Collection entries:
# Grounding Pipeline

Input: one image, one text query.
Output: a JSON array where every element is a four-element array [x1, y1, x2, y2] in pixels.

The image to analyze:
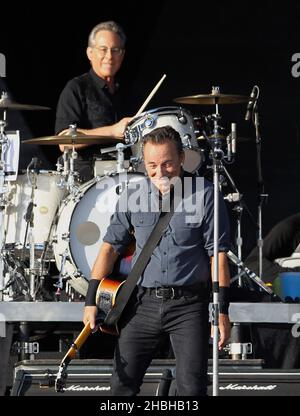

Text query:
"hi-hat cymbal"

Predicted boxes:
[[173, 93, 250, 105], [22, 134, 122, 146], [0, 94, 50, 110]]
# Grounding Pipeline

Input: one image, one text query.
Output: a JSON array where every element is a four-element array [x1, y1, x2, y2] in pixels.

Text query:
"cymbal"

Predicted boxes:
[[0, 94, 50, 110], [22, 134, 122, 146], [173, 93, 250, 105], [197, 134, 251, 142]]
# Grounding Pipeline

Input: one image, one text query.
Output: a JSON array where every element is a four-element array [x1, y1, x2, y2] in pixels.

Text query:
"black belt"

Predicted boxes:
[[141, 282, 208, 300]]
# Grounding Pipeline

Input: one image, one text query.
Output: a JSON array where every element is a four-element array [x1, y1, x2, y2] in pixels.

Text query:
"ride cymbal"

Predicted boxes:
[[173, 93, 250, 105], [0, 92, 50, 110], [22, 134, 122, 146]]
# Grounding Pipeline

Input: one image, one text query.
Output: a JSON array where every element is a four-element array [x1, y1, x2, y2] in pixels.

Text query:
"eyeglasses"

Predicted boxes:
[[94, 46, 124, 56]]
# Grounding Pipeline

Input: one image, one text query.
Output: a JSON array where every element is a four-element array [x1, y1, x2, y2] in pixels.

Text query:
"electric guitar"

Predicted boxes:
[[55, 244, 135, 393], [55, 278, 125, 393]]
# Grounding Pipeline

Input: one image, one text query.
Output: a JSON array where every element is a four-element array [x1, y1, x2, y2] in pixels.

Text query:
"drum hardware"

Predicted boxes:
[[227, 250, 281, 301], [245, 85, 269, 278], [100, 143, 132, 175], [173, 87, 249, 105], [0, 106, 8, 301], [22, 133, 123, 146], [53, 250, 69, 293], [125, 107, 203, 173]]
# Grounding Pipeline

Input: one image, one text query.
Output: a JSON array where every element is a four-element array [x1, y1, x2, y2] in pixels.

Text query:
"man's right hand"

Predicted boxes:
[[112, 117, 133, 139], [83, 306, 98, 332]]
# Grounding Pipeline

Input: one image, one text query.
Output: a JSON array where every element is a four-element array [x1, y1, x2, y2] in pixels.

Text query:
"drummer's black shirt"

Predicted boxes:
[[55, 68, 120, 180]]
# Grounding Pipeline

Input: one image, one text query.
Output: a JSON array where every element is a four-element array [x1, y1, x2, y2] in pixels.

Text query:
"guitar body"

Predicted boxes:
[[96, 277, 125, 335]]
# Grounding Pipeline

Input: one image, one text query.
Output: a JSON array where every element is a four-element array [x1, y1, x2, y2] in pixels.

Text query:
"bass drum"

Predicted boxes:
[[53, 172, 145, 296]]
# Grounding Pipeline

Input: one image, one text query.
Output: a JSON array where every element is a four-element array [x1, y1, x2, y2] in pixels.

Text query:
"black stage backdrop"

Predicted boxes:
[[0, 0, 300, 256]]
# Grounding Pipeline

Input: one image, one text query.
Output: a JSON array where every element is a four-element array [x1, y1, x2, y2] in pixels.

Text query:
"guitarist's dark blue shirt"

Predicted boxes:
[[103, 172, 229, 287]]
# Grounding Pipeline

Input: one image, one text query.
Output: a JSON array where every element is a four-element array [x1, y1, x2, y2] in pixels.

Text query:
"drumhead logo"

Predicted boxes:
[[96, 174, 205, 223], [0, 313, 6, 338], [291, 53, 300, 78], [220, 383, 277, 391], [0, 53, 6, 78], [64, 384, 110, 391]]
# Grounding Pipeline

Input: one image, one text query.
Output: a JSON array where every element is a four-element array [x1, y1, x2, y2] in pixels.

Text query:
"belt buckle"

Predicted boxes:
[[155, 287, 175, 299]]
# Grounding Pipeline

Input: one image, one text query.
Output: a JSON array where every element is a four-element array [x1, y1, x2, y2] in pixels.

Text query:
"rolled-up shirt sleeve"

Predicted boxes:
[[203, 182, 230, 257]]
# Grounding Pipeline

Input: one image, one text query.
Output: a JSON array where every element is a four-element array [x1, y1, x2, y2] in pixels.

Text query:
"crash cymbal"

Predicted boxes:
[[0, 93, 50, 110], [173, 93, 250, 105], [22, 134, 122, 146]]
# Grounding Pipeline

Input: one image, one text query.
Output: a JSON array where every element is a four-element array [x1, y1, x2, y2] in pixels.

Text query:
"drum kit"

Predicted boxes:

» **Exercise requirements**
Rewrite the listing from its start through the line containing "110], [22, 134, 122, 146]]", both ends included, and keep every line but shift each bounding-box coordinate in the predicted answers up by 126. Leave the picture out of your answer.

» **Exercise output**
# Grounding Pipeline

Input: one image, one text query.
Output: a JSON array where every element is a four-element array [x1, y1, x2, y2] in pixels.

The image to analyze:

Text query:
"hi-hat cymbal"

Predicted boxes:
[[299, 219, 376, 231], [148, 260, 248, 272], [126, 220, 176, 236]]
# Grounding Pipeline

Input: one image, one text query.
Output: a JSON array where every element is a four-element array [x1, y1, x2, y2] in pixels.

Text query:
"cymbal"

Predicted boxes:
[[126, 220, 176, 236], [148, 260, 248, 272], [299, 219, 376, 231], [323, 260, 377, 268]]
# Grounding Pipeline

Input: one image, one text query.
Output: a JSON array where every element is a four-element array [x1, y1, x2, y2] in pixels.

Text query:
"black belt"

Predicted boxes:
[[267, 408, 334, 426]]
# Grounding Pipeline

Input: one image, one text query.
Output: a JSON array where every element is a four-element array [x1, y1, x2, y2] in pixels.

Text query:
"ride cymbal"

Predicted boxes:
[[299, 219, 376, 231], [126, 218, 176, 236], [148, 260, 248, 272]]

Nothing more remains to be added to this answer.